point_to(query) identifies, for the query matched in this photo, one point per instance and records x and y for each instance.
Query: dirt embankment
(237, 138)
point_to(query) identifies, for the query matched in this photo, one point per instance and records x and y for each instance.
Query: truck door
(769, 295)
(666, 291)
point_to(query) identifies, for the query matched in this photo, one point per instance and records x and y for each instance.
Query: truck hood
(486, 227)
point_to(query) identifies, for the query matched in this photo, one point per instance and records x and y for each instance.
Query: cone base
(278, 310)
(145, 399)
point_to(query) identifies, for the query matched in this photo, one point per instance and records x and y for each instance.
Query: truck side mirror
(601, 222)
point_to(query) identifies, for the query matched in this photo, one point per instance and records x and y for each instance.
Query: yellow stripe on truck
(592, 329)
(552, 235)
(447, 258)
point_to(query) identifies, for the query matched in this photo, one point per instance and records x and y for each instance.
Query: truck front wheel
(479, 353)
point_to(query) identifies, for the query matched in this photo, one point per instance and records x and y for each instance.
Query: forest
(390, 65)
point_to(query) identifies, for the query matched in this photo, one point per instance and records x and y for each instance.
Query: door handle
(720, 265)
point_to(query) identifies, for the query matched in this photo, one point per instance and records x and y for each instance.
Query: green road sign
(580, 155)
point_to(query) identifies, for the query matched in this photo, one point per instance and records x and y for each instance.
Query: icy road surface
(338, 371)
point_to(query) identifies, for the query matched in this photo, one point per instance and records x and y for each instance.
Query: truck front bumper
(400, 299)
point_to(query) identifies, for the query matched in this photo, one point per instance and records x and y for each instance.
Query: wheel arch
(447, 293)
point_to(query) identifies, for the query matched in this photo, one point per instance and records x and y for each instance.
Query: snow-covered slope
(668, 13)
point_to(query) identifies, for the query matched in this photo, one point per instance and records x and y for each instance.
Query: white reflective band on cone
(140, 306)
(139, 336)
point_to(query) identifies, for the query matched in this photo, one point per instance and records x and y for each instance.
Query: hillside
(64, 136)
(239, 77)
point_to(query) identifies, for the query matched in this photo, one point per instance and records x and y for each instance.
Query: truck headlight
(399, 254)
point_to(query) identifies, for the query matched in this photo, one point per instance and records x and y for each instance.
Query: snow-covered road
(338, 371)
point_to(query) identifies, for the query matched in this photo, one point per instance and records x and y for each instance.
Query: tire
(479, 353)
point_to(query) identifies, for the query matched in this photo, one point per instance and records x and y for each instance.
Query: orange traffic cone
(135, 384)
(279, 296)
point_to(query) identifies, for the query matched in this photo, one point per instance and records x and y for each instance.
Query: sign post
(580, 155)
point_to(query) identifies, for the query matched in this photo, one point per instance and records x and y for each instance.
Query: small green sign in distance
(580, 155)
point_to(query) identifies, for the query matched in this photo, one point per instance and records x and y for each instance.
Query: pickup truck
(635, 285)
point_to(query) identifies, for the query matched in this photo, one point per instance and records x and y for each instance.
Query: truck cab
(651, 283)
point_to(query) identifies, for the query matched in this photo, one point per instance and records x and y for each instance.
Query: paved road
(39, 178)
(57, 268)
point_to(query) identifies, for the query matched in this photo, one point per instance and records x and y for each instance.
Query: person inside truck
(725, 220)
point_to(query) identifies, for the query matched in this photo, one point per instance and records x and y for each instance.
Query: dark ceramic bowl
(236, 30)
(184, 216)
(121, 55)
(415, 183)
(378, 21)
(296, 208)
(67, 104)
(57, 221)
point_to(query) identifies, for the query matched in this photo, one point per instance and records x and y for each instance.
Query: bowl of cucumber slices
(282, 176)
________________________
Short task
Select every line of the data above that contains the word "truck".

Exercise answer
Query: truck door
Query: truck hood
Query: truck side mirror
Query: yellow stripe on truck
Query: truck front wheel
Query: truck front bumper
Query: truck headlight
Query: pickup truck
Query: truck cab
Query: person inside truck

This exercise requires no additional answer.